Data Visualization Challenge lets students portray data in innovative ways
Thirteen teams participated in the first University of Chicago Data Visualization Challenge, a competition to create insightful, novel and well-designed visual representations of raw social science data.
This year’s contestants attempted to make math beautiful as they showed trends in topics as varied as the relationship between Mexican state and criminal agents in drug trafficking to the relationship between foreign investment and female employment in Indonesia. The latter entry won the prize for the finished data visualization category.
Data visualization is a rapidly growing field of statistics that attempts to portray connections in data through graphs, with the goal of making the information attractive and interactive yet still coherent to its audience.
“Data visualization is a popular buzzword, but there is a difficult challenge in showing data in a manner simple enough to understand, but nuanced enough to display a number of important features in an objective manner,” said Nelson Auner, a student in statistics and economics. “I draw inspiration from the The New York Times and Hans Rosling for visualizations that let the data speak for themselves, yet are intuitive and aesthetically pleasing.”
His entry, titled “Making Indonesia,” comprises a number of graphs, starring Rosling’s moving bubble chart, which can display up to four dimensions of data at once. Taking first place in the visualization proposal category was “Visualizing Flight Delay,” by first-years Tiffany Lin and Michelle Wang.
“IT Services has run challenges in the past in conjunction with UChicago Tech and the Polsky Center at the Chicago Booth School of Business. We know that data visualization is a hot topic, but it wasn’t clear what might already be going on at UChicago,” said Cornelia Bailey, strategic innovation consultant for IT Services. “The challenge was to draw out the people who might be doing it.”
There were eight entries for the finished works category and five for the visualization proposal this year. The challenge was limited to the social sciences during its first year. Bailey said that IT Services and the other sponsors would broaden the challenge to include other fields.
During the course of the challenge, Bailey discovered the existence of Data Analysts for Social Good at UChicago, a registered student organization created in the spring that already is 200 members strong. Julia Bobson, a member and a rising third-year at UChicago, said they became aware of the challenge when another member received an email describing it. Winners Lin and Wang are part of the group as well.
“Data visualization as a field is really helpful,” said Bobson, a double major in public policy and statistics. “There are many ways to play with data and make it tell the story you want it to tell, but I’m glad it exists because it makes dry and dull numbers easy to understand.”
DASG is interested in analytics, data mining and data science, and how those techniques relate to fields that benefit society. Plus, the group hosts events such as workshops that teach data analysis skills and coding languages such as Python, and is involved in community non-profits in Chicago. The goal is to create a project where students from UChicago and RSOs can be involved in movements relating to data analytics.
DASG members are working with the Chicago Department of Public Health, Illinois Coalition for Immigrant and Refugee Rights and Cancer IQ, but are hoping to grow and find more connections over the summer. They are planning to play a greater role in the Data Visualization Challenge next year.

== What to produce ==
Condense the paragraph of the article on the Data Visualization Challenge that begins "DASG is interested in analytics" into a brief bulleted list that keeps its main facts.

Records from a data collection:
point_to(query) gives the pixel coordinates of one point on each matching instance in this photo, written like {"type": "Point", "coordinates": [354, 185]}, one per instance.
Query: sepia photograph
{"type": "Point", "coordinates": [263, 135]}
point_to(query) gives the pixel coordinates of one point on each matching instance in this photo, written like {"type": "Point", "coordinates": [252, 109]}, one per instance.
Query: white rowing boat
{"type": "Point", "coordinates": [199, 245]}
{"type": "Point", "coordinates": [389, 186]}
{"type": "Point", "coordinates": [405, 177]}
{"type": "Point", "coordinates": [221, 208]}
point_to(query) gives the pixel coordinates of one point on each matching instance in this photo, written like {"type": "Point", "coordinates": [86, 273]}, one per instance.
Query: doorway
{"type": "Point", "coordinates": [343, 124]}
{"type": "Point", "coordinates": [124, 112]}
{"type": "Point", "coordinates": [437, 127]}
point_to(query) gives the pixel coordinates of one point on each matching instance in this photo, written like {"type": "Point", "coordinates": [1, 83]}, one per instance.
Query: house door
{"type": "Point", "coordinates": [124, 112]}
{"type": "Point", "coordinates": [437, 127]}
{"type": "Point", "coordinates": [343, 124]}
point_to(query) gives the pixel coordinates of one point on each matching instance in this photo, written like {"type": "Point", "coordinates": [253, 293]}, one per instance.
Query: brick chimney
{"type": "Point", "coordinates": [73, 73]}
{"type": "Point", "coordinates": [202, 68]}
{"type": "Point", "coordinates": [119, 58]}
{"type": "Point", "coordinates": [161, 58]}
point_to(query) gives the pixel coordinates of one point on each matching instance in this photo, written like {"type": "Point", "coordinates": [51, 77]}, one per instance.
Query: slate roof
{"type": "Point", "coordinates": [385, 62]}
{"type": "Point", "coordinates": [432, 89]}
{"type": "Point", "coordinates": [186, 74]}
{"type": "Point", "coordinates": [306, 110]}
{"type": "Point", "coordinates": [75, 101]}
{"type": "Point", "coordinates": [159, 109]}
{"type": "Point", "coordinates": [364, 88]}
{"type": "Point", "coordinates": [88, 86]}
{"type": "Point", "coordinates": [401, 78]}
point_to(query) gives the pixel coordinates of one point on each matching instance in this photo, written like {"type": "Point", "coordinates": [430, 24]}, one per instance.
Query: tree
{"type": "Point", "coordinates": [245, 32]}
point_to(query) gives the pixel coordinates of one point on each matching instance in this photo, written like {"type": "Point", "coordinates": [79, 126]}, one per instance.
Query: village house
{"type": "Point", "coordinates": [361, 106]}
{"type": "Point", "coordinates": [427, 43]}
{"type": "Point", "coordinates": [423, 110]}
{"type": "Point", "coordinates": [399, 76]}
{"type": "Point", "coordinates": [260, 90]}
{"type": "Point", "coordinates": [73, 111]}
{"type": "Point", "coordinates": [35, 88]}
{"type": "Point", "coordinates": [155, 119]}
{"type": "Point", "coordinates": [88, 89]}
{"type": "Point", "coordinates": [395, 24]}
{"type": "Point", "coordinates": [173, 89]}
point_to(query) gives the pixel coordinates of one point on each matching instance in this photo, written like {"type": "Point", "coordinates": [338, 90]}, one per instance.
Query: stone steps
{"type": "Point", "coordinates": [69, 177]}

== Task response ==
- DASG's interests: analytics, data mining and data science, and how these techniques relate to fields that benefit society.
- Activities: hosts events such as workshops that teach data analysis skills and coding languages such as Python.
- Community work: involved in community non-profits in Chicago.
- Goal: to create a project through which students from UChicago and RSOs can be involved in movements relating to data analytics.